But even more unusual is that fact that this woman,
            whose name we know and whose words we hear,
            is, in social terms, a nobody.
 
She’s not married to someone significant,
            and she’s not done anything to establish her reputation.
 
She’s just an ordinary married woman with no children,
            which in the world of the Old Testament
            was about as insignificant as you could get.
 
These days, we are used to women having some control over reproduction,
            from effective contraception to IVF treatment.
 
But there are still plenty of women in our world
            who long for children but can’t have them,
            and who hear the desires of their own hearts in Hannah’s prayer for a child.
 
And although the focus of our sermon this morning is not on issues of childlessness,
            we do well to recognise that a story where a woman prays for a child
                        and then immediately gets one
            is a difficult story for some women to hear.
 
Just as we need to remember that when we bring children to church for dedication,
            there will be those present who find such services profoundly painful.
 
So let’s return for a moment to the social world the Old Testament,
            where barrenness was often regarded as a curse from God;
and parents who got to old age without children,
            were not just at risk economically, with no-one to look after them,
            but they were also outcast socially,
                        stigmatised as having not been blessed by God.
 
Within the ancient Israelite context in which this story was written,
            motherhood was considered an essential part of a woman’s identity,
and being without children
            carried significant social and emotional consequences.
 
A woman’s worth and well-being were thus closely tied to her ability to bear children,
            and it was commonly believed that infertility was the woman’s burden,
            often overlooking other causes.
 
And it was believed that God controlled fertility,
            granting or withholding it according to the divine will.
 
Culturally therefore, in the Ancient Near East,
            the pressure to have children was overwhelming,
and Hannah’s request for a male child
            would have echoed the desire of most women.
 
Female children, at that time, were a liability that cost you money;
            whereas male children could work and bring money into the family.
If you could only have one child, you wanted a boy,
            so that was what you prayed for first.
 
Even down to our world today,
            there are still some cultures that prefer sons to daughters,
            and female infanticide is one of the tragedies of human history.
 
When we were in China recently,
            our local guide told us that he was born during the one-child policy,
            and that he was a third child, with two older sisters.
 
The one child law said that if you had a male child, you couldn’t have any more,
            but if you had a female child, to avoid the risks of infanticide,
            you could try for a second child to see if it was a boy.
 
But if you had two girls, you had to stop there.
 
However, our guide’s parents tried for a third,
            and had the son they wanted.
But his mother had to go from the city to the country to give birth in secret,
            and then brought him back a couple of years later,
            telling everyone that he was her nephew who they were caring for.

RAW DATA

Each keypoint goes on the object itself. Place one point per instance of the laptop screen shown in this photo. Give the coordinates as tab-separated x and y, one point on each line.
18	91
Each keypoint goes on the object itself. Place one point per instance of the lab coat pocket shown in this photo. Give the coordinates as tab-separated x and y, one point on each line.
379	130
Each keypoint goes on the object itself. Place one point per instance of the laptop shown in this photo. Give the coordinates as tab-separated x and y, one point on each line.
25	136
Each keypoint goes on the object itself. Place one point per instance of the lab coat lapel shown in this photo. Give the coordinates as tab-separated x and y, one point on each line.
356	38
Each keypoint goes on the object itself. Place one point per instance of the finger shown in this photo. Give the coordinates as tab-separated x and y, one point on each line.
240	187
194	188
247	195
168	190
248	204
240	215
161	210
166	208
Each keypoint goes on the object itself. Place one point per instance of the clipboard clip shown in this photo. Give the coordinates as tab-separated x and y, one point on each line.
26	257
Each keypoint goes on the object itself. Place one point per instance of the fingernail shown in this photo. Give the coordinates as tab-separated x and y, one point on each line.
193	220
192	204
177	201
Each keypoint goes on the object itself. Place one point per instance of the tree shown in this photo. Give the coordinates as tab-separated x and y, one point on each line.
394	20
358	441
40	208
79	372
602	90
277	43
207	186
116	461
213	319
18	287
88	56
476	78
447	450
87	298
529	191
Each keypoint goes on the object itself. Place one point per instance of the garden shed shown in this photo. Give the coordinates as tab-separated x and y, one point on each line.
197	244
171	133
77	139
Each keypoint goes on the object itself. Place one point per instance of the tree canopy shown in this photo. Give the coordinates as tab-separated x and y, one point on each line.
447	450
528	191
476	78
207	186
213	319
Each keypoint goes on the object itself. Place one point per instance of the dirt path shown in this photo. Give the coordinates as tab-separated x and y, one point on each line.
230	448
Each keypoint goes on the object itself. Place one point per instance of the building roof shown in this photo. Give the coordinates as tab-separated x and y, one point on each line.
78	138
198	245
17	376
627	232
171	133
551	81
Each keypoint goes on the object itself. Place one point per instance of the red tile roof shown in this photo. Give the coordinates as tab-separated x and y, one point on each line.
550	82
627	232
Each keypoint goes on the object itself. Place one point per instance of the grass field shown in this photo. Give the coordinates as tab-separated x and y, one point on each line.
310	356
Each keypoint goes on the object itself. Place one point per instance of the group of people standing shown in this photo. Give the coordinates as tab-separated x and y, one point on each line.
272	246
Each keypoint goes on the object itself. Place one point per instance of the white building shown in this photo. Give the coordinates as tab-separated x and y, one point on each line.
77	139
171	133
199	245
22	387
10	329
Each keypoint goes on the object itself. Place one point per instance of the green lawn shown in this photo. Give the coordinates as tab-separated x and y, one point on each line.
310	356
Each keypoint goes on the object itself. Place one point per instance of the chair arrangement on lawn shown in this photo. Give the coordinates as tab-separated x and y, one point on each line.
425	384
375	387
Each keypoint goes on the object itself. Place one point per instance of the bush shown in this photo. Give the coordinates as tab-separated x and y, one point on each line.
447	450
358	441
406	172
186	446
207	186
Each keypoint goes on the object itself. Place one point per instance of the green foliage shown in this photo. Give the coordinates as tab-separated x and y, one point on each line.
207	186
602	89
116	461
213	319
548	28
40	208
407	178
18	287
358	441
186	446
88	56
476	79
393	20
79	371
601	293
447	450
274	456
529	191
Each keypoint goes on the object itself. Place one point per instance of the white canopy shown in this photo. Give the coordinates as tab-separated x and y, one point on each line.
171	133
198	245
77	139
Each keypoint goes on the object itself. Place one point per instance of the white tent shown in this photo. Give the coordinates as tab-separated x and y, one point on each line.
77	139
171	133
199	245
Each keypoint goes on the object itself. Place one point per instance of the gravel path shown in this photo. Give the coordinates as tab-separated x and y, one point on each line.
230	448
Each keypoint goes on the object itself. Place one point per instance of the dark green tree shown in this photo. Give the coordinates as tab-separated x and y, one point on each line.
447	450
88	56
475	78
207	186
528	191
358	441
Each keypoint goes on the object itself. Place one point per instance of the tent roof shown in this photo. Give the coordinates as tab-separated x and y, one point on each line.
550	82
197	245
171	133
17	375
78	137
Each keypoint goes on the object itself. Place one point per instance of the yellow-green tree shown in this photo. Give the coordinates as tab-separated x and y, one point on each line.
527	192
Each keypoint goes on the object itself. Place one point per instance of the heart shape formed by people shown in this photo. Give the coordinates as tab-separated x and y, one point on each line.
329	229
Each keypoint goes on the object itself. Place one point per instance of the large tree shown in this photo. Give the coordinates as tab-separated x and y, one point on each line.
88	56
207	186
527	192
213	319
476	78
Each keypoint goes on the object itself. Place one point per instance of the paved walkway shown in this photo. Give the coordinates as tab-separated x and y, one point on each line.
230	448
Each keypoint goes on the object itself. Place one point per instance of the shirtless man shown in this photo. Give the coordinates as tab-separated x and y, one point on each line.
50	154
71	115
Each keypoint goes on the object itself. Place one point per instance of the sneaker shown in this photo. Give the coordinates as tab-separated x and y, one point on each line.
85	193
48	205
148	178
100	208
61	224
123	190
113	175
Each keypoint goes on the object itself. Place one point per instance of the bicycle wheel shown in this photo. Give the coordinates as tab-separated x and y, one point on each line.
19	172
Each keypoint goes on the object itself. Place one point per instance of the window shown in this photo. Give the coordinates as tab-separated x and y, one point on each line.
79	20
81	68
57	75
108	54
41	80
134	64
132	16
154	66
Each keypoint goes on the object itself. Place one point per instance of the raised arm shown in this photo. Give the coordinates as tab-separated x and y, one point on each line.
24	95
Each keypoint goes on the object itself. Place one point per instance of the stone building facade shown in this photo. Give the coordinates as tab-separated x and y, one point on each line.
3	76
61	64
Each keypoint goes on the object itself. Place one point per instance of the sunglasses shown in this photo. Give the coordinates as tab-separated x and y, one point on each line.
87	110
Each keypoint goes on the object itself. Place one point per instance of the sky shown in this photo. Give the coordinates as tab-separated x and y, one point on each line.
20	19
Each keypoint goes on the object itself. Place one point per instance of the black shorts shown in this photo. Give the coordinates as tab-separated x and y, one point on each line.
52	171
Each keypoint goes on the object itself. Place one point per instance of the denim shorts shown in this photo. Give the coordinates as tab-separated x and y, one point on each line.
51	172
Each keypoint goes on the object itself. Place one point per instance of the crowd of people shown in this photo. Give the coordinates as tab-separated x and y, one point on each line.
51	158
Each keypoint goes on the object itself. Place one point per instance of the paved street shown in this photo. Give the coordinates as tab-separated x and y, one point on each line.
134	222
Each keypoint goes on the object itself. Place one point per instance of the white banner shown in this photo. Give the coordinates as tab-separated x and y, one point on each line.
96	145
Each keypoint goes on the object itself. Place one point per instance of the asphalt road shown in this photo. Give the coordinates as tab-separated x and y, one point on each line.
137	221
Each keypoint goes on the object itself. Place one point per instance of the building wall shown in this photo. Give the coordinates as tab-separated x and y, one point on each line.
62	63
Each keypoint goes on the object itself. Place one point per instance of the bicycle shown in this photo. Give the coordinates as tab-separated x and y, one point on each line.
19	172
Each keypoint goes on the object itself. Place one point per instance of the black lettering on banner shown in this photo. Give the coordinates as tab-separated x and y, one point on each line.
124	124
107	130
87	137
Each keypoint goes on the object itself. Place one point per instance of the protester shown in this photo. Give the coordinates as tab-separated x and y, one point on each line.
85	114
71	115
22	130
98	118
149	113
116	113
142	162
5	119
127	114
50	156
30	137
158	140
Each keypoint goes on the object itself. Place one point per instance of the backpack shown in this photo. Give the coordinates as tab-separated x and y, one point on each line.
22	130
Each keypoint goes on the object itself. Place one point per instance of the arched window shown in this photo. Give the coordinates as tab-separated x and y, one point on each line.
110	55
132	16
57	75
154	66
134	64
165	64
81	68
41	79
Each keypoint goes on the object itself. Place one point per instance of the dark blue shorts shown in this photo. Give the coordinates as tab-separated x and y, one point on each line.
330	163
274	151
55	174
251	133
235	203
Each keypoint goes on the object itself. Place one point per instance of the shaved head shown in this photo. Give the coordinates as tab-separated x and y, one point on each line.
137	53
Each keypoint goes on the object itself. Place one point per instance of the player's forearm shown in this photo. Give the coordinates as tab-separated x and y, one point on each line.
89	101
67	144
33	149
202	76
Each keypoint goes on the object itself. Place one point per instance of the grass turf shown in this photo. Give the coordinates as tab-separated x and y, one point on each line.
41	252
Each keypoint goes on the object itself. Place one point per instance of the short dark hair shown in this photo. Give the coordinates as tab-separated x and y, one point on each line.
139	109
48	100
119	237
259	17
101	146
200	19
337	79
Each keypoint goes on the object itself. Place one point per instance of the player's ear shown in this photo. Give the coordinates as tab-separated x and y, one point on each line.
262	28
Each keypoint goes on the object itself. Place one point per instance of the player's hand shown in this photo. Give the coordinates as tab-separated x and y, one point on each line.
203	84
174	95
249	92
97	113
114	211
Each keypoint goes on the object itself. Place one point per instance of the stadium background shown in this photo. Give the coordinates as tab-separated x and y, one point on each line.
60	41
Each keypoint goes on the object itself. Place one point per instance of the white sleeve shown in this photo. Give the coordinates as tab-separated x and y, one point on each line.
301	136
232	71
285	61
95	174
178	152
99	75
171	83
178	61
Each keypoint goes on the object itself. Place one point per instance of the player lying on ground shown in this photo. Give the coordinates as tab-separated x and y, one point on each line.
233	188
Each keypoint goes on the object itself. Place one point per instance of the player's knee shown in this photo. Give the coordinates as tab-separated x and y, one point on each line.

DIRECTIONS
In the sermon excerpt, why were male children preferred over female children at that time?

RIGHT ANSWER
Female children were a liability that cost money, whereas male children could work and bring money into the family.